=== Task instructions ===
Reprint the lines below as they are, minus the pictures.
───
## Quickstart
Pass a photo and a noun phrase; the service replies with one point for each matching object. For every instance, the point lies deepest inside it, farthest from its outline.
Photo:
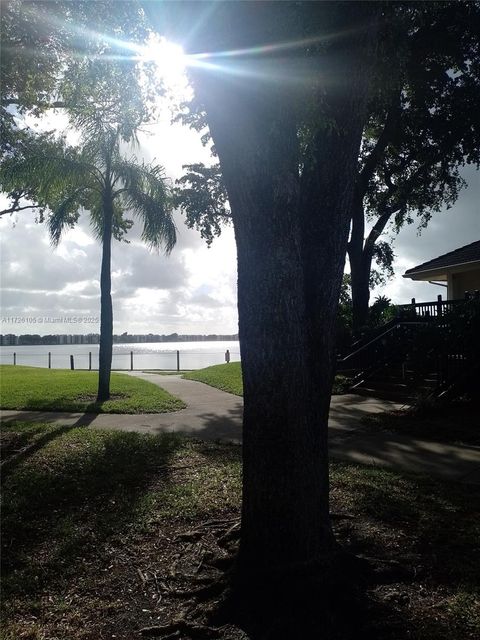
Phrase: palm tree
(97, 178)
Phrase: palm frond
(145, 192)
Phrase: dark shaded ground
(457, 423)
(107, 533)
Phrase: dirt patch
(165, 571)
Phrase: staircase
(397, 383)
(418, 354)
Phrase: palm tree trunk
(106, 310)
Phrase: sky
(48, 290)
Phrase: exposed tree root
(179, 628)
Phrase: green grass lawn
(101, 531)
(32, 388)
(228, 377)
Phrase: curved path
(212, 414)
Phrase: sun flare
(169, 58)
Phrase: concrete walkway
(212, 415)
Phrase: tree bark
(359, 267)
(291, 233)
(106, 309)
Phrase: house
(459, 269)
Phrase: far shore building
(459, 270)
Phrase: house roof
(463, 255)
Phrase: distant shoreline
(27, 340)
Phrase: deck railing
(437, 308)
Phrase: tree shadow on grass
(81, 488)
(26, 442)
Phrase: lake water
(154, 355)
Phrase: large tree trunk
(291, 233)
(106, 310)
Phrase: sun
(169, 58)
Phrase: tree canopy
(422, 127)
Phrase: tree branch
(58, 104)
(372, 160)
(14, 209)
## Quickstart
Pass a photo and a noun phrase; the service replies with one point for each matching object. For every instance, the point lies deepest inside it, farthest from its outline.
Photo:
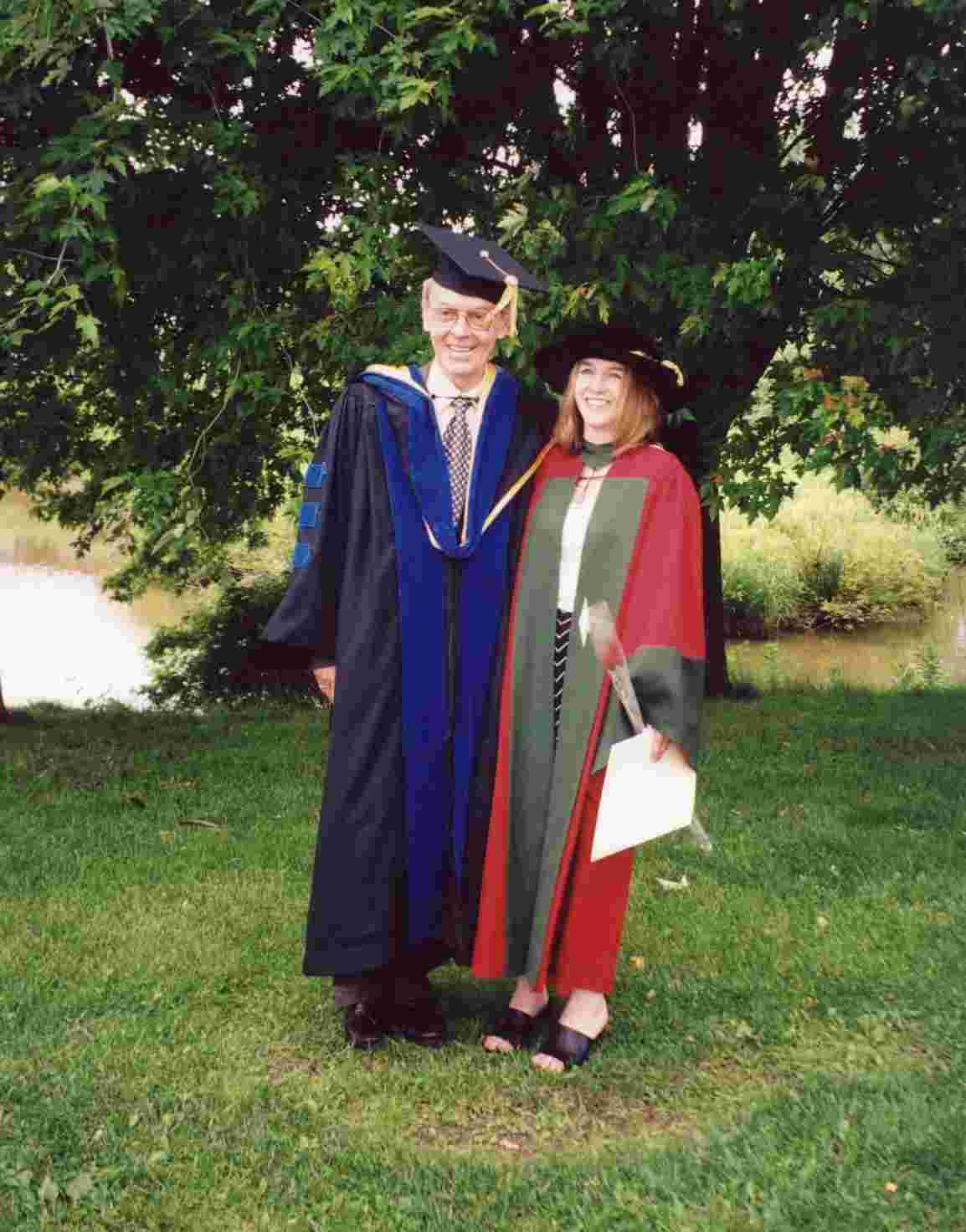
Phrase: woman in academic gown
(614, 516)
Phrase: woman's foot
(527, 1007)
(583, 1019)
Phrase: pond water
(875, 657)
(62, 639)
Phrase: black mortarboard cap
(475, 266)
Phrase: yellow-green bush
(828, 558)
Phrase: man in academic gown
(408, 537)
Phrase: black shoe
(418, 1023)
(517, 1028)
(365, 1026)
(567, 1045)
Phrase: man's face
(464, 331)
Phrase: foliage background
(208, 209)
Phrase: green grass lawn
(786, 1041)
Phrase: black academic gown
(344, 606)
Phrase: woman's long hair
(639, 419)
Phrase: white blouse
(572, 539)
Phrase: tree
(208, 212)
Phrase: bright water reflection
(63, 639)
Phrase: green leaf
(89, 328)
(46, 184)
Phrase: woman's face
(599, 391)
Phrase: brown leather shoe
(418, 1023)
(365, 1025)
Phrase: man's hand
(326, 680)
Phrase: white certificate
(641, 798)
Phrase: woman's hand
(326, 680)
(662, 748)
───
=== Response to the exercise ===
## Quickstart
Pass a photo and a noun phrase; the service replies with one point for each matching object. For every instance, the point lies deepest inside it, farthest from its outline.
Photo:
Phrase: palm tree
(97, 178)
Phrase: palm frond
(145, 192)
Phrase: dark shaded ground
(457, 423)
(107, 533)
Phrase: dirt patch
(165, 571)
Phrase: staircase
(397, 383)
(418, 354)
Phrase: palm tree trunk
(106, 310)
Phrase: sky
(48, 290)
Phrase: exposed tree root
(179, 628)
Phrase: green grass lawn
(101, 531)
(32, 388)
(228, 377)
Phrase: curved path
(212, 414)
Phrase: sun flare
(169, 58)
Phrase: concrete walkway
(212, 415)
Phrase: tree bark
(359, 267)
(291, 233)
(106, 309)
Phrase: house
(459, 269)
Phrase: far shore building
(459, 270)
Phrase: house roof
(463, 255)
Phrase: distant shoreline
(27, 340)
Phrase: deck railing
(437, 308)
Phrase: tree shadow on grass
(81, 488)
(26, 442)
Phrase: lake water
(154, 355)
Phrase: large tree trunk
(291, 233)
(106, 310)
Phrase: sun
(169, 58)
Phrase: tree canopy
(422, 127)
Phrase: tree branch
(58, 104)
(372, 160)
(14, 209)
## Quickstart
Pass a photo and a noun phrase; the service replies with one point for each matching object. For every instance, the point lies deepest inside it, farthest from its outline.
Photo:
Phrase: woman in academic gown
(614, 516)
Phrase: woman's foot
(527, 1007)
(583, 1019)
Phrase: pond water
(875, 657)
(62, 639)
Phrase: black mortarboard cap
(475, 266)
Phrase: yellow-green bush
(828, 558)
Phrase: man in academic gown
(408, 537)
Phrase: black shoe
(418, 1023)
(517, 1028)
(365, 1026)
(567, 1045)
Phrase: man's face
(464, 331)
Phrase: foliage background
(208, 209)
Phrase: green grass lawn
(786, 1041)
Phrase: black academic gown
(344, 606)
Phrase: woman's long hair
(639, 419)
Phrase: white blouse
(572, 539)
Phrase: tree
(208, 212)
Phrase: bright water reflection
(63, 639)
Phrase: green leaf
(89, 328)
(46, 184)
Phrase: woman's face
(599, 391)
Phrase: brown leather shoe
(418, 1023)
(365, 1025)
Phrase: man's hand
(326, 680)
Phrase: white certificate
(641, 798)
Phrase: woman's hand
(326, 680)
(662, 748)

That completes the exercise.